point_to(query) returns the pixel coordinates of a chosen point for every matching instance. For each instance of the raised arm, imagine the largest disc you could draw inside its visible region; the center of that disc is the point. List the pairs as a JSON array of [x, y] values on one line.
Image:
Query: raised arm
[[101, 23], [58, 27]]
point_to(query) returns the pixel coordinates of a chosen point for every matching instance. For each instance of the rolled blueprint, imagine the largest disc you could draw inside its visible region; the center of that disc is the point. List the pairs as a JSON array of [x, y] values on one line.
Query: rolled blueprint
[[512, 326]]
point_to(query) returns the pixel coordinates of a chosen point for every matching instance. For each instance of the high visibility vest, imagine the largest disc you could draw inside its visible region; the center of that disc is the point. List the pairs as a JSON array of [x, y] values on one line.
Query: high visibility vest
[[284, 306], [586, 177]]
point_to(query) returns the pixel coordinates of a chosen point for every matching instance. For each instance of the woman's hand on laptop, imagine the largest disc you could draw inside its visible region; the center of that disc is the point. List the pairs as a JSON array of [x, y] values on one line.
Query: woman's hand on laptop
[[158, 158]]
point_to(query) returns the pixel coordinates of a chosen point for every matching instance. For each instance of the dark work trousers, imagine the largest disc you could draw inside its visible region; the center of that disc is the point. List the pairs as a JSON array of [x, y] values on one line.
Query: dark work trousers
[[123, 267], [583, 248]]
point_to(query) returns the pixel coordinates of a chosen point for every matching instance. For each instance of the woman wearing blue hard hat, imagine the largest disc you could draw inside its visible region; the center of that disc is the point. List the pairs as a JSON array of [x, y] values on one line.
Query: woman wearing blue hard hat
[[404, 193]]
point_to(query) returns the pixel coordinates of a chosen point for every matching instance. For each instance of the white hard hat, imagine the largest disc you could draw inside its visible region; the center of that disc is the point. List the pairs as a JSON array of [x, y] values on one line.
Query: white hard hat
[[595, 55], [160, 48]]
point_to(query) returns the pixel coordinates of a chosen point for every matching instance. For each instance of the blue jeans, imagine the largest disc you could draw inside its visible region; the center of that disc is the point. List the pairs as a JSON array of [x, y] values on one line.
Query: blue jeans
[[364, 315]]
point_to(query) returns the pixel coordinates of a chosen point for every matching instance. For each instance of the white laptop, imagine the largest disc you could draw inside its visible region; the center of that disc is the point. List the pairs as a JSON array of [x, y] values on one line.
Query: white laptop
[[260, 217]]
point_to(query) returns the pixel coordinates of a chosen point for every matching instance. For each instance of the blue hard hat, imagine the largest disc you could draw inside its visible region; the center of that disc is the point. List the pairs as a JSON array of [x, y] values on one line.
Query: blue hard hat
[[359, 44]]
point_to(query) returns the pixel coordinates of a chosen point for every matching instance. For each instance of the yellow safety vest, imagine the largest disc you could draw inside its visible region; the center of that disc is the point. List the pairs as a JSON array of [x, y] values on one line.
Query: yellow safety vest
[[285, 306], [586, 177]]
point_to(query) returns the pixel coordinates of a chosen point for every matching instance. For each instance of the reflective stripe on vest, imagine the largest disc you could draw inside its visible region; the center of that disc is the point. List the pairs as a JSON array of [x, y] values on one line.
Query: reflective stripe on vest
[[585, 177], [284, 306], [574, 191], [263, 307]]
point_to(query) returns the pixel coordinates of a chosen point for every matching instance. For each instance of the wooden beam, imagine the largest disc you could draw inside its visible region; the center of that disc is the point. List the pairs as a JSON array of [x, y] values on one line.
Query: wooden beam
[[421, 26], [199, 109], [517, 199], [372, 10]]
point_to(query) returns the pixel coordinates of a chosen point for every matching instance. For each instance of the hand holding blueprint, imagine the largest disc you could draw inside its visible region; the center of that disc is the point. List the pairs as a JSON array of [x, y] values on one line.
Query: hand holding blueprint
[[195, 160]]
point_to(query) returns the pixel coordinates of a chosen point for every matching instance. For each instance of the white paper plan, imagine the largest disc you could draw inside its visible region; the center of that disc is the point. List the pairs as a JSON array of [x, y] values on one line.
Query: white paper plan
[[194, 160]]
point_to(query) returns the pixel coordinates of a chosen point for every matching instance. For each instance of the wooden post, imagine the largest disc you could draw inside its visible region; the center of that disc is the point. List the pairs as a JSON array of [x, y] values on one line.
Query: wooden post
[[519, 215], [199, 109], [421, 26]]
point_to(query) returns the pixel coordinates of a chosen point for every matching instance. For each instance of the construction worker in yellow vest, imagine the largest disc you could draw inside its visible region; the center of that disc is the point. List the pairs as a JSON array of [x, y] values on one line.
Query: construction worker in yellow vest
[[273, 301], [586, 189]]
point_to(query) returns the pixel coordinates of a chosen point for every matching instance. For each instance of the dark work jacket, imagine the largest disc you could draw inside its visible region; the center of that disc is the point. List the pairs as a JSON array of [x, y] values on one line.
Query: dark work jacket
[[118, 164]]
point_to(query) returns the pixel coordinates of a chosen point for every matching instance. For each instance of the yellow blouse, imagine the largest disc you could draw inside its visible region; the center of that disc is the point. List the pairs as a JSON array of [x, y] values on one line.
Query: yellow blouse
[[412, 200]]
....................
* WHAT YOU SHOULD DO
Word for word, repeat every entry listed above.

* ANSWER AREA
point_to(query) returns the pixel coordinates of a chosen point for every matching instance. For each instance of the raised arm, imagine the largest disc you could draw inside its visible region; the center of that disc is the point. List the pairs as a JSON array of [x, y] values on one line.
Image:
Query: raised arm
[[101, 23], [58, 27]]
point_to(query) returns the pixel coordinates of a chosen point for every matching instance. For each instance of the rolled blueprint, imagine the largest disc you could draw inside its visible region; the center of that disc is the point. List the pairs as a JSON array of [x, y] values on one line.
Query: rolled blueprint
[[512, 326]]
point_to(query) returns the pixel coordinates of a chosen point for every matching instance. For each instance of the high visibility vest, imagine the largest disc you could draw inside its visible region; the center of that disc is the point. List the pairs as a JSON array of [x, y] values on one line.
Query: high visibility vest
[[284, 306], [586, 177]]
point_to(query) returns the pixel coordinates of a chosen point for every matching instance. For each instance of the woman's hand on laptop, imagine the largest disc you could draw inside its visible region; the center of that disc is the point. List the pairs as a JSON array of [x, y] values on one line.
Query: woman's hand on laptop
[[158, 158]]
point_to(query) returns the pixel coordinates of a chosen point for every matching instance. For each instance of the dark work trousers, imagine the largest disc you could draw inside its visible region; the center of that disc is the point. List the pairs as a JSON array of [x, y] values on one line.
Query: dark work trousers
[[123, 267], [583, 248]]
point_to(query) returns the pixel coordinates of a chosen point for every matching instance. For each instance of the woman wearing blue hard hat, imagine the largest disc you could draw inside its visible region; the center of that disc is the point. List the pairs as a JSON array of [x, y] values on one line.
Query: woman wearing blue hard hat
[[404, 193]]
point_to(query) returns the pixel coordinates of a chosen point for every matching instance. For each instance of the white hard hat, imagine the largest disc you could draw inside its visible region; the center of that disc is the point. List the pairs as a JSON array of [x, y] values on one line.
Query: white hard hat
[[595, 55], [160, 48]]
point_to(query) returns the pixel coordinates of a chosen point for every matching instance. For each instance of the blue jeans, imagine the largest disc you could draw inside its visible region; the center of that disc is the point. List the pairs as a JSON array of [x, y] values on one line.
Query: blue jeans
[[364, 315]]
point_to(query) returns the pixel coordinates of a chosen point for every matching instance. For each instance of the white laptop, imagine the largest disc you could draw inside its visible region; the center of that disc is the point. List the pairs as a JSON array of [x, y] values on one line.
Query: white laptop
[[260, 217]]
point_to(query) returns the pixel coordinates of a chosen point for every matching instance. For each instance of the blue hard hat, imagine the largest disc you could draw inside its visible region; the center of that disc is the point. List the pairs as a JSON array of [x, y] values on one line.
Query: blue hard hat
[[359, 44]]
point_to(query) returns the pixel coordinates of a chosen point for every matching instance. For each instance of the yellow safety vest, imagine the largest disc you could draw inside its visible region; the center of that disc is the point. List the pairs as a JSON array of [x, y] values on one line.
Query: yellow safety vest
[[285, 306], [586, 177]]
point_to(query) returns the pixel coordinates of a chosen point for every matching instance. For each instance of the reflective stripe on vest, imagine the largest disc you could draw inside its visible region; the center of that disc is the point. List the pairs as a JSON array of [x, y] values on one line.
Query: reflective stripe on vest
[[585, 177], [284, 306], [574, 191], [263, 307]]
point_to(query) returns the pixel coordinates of a chosen point for every matching instance. For each instance of the wooden beam, imagine the largest disc you could draw inside its visible region; the center of that disc is the point. List the pairs as a JSON array of [x, y] values on one line.
Query: wooden beam
[[421, 26], [199, 109], [517, 199], [372, 10]]
point_to(query) returns the pixel coordinates of a chosen point for every matching instance. For each instance of the hand holding blueprint, imagine the largest disc you could draw inside its visible region; the center of that disc is the point. List the pairs as a JSON array of [x, y] values on one line.
Query: hand holding blueprint
[[195, 160]]
point_to(query) returns the pixel coordinates of a chosen point for every matching instance. For each instance of the white paper plan, imagine the largest disc you could draw inside its visible region; the center of that disc is the point. List the pairs as a JSON array of [x, y] values on one line.
Query: white paper plan
[[194, 160]]
point_to(query) returns the pixel coordinates of a chosen point for every matching instance. For each instance of the wooden post, imagine the largest disc you could draw inside its visible region; the center of that disc is the point. List the pairs as a JSON array of [x, y] values on one line.
Query: wooden post
[[519, 215], [199, 109], [421, 26]]
point_to(query) returns the pixel coordinates of a chosen point for every matching instance. For each instance of the construction worker in yellow vest, imagine the largest disc you could draw inside its visible region; the center of that disc is the point. List the pairs as a JSON array of [x, y] values on one line.
Query: construction worker in yellow vest
[[273, 301], [586, 189]]
point_to(query) returns the pixel coordinates of a chosen point for every matching instance. For each instance of the dark work jacket, imagine the largest disc you could draw inside its visible region; the center of that disc is the point. List the pairs as a JSON array of [x, y] values on one line.
Query: dark work jacket
[[118, 164]]
point_to(query) returns the pixel coordinates of a chosen point for every matching instance. For each instance of the yellow blouse, imagine the largest disc you could draw inside its visible region; the center of that disc is the point. List the pairs as a JSON array of [x, y] values on one line.
Query: yellow blouse
[[412, 200]]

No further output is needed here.